Exercise prompt: Count the lines in the listing below that contain the string "gray", treating case as significant. Give only the number.

Material for this exercise:
** begin **

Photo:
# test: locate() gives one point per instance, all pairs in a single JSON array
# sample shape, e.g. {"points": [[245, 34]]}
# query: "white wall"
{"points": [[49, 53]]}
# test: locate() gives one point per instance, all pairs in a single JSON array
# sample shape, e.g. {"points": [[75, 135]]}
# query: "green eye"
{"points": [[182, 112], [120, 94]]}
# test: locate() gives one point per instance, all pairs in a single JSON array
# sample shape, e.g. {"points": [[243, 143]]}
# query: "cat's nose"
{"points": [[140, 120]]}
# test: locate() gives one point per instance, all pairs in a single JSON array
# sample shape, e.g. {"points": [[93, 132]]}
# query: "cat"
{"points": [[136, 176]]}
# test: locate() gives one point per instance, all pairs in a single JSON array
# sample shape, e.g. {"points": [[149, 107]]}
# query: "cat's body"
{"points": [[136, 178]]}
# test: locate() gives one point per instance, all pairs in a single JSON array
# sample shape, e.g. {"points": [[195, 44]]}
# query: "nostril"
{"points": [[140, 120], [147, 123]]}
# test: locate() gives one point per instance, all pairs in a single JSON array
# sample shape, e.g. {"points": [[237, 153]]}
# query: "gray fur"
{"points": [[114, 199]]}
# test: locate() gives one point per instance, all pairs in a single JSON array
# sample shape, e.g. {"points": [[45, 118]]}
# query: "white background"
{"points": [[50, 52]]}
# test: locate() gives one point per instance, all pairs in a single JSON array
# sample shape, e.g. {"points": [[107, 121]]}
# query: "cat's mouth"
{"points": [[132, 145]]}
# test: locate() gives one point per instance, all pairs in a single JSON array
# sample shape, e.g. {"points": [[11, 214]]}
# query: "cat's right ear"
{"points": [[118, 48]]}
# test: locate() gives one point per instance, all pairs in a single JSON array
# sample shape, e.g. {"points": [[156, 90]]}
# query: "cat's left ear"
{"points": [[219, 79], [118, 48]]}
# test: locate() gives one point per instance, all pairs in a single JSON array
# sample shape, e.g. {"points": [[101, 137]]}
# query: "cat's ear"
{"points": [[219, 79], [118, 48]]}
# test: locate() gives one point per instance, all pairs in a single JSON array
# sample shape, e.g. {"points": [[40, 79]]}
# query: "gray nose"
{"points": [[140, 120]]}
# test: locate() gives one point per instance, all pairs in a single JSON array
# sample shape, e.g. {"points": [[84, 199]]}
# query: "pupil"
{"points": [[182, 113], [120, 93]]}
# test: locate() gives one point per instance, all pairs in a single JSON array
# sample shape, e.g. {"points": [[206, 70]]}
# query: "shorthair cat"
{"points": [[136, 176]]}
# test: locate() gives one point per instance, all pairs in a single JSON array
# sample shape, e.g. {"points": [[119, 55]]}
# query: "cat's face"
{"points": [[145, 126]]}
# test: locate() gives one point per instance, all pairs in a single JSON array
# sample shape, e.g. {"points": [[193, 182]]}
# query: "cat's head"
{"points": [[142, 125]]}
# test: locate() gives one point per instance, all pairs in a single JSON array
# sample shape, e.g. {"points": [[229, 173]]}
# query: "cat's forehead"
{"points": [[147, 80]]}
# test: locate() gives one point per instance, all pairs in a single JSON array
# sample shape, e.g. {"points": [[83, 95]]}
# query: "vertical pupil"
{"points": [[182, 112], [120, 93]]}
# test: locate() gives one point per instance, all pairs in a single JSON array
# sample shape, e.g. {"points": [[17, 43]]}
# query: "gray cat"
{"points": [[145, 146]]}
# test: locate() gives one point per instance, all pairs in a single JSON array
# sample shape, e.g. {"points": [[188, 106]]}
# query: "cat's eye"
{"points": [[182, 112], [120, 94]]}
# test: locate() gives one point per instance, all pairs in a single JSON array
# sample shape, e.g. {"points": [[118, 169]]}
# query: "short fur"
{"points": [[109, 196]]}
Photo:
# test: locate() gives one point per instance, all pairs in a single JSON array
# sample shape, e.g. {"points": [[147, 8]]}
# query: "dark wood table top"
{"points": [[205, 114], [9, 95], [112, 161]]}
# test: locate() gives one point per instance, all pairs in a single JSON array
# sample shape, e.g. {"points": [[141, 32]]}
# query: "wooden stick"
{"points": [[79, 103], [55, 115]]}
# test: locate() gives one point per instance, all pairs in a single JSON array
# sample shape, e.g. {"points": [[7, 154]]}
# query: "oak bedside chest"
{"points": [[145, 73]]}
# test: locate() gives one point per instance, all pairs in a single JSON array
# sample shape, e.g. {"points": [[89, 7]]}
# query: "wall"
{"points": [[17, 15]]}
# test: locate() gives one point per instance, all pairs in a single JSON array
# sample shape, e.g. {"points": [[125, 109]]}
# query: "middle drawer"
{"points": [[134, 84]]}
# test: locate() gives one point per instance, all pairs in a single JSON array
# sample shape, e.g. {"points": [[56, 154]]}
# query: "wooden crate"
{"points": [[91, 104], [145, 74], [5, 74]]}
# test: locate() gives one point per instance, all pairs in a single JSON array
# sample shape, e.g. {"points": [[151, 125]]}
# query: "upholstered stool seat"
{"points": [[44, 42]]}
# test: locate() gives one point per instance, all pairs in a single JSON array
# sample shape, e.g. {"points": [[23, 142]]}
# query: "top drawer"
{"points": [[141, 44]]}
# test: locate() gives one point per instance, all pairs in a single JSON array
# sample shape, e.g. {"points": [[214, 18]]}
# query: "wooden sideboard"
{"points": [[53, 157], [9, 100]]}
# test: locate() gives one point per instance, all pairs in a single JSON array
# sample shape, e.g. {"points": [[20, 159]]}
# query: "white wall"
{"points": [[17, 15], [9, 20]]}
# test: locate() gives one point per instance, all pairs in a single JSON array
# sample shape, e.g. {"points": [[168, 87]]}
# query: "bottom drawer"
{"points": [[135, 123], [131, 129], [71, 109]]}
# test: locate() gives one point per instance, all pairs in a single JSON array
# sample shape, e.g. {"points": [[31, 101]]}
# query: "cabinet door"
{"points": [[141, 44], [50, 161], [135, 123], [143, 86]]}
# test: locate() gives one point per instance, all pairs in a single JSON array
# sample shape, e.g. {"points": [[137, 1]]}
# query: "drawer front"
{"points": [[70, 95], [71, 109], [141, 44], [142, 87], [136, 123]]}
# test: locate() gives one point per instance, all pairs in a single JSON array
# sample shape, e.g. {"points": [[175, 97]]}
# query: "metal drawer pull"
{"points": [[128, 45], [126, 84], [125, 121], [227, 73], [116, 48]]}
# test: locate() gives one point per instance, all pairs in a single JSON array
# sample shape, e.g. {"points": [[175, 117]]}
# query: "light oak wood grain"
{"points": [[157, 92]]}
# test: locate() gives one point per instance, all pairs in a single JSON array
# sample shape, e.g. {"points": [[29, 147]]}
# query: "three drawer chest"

** end **

Response to this task: 3